* _STATED TASK_: Rewrite all of the following records in full, requests included, multiplying every coordinate in the answers by 2.2 and rounding each result to the nearest whole number, with halves rounded up.

* _SUPPLIED DATA_:
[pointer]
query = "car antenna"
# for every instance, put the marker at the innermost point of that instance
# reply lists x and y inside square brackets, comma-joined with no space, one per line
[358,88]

* _RESPONSE_:
[pointer]
query = "car antenna"
# for every instance, put the marker at the innermost point of that instance
# reply lists x and y inside square brackets, comma-joined with no space, one per line
[788,194]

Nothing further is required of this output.